### EXERCISE PROMPT:
Read through the listing and copy every line that contains the word "Target".

### GIVEN RECORDS:
= = = = =
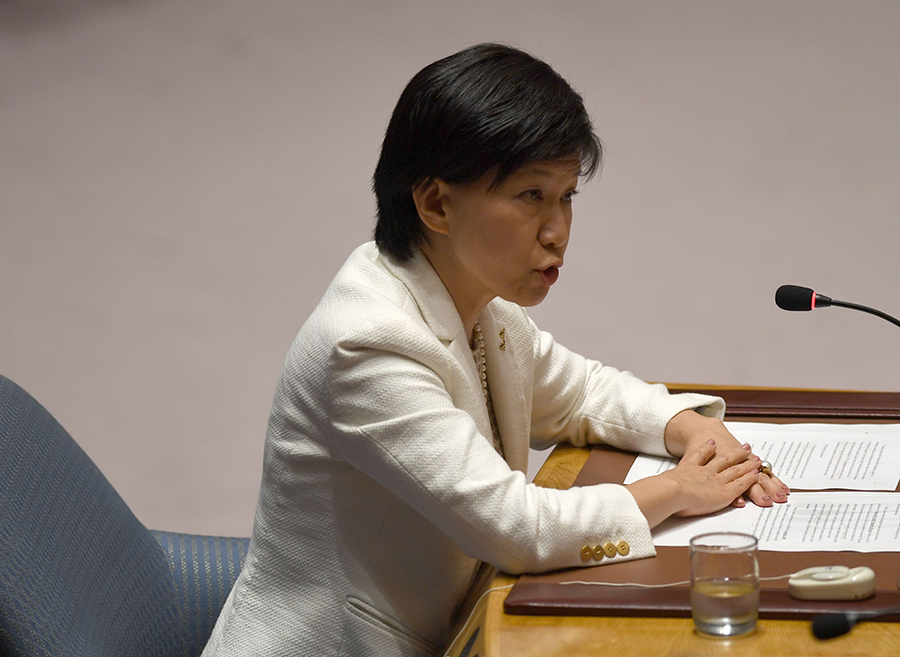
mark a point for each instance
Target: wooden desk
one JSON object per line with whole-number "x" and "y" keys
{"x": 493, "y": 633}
= = = = =
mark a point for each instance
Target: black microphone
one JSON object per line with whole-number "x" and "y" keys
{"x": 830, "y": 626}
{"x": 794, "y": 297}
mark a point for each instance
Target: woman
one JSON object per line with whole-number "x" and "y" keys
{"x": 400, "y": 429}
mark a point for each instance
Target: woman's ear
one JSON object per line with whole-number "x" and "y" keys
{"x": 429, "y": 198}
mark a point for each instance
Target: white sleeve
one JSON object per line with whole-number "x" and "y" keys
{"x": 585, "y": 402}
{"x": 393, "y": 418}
= = = = =
### RESPONSE AREA:
Target: wooden desk
Target: black microphone
Target: woman
Target: woman's ear
Target: white sleeve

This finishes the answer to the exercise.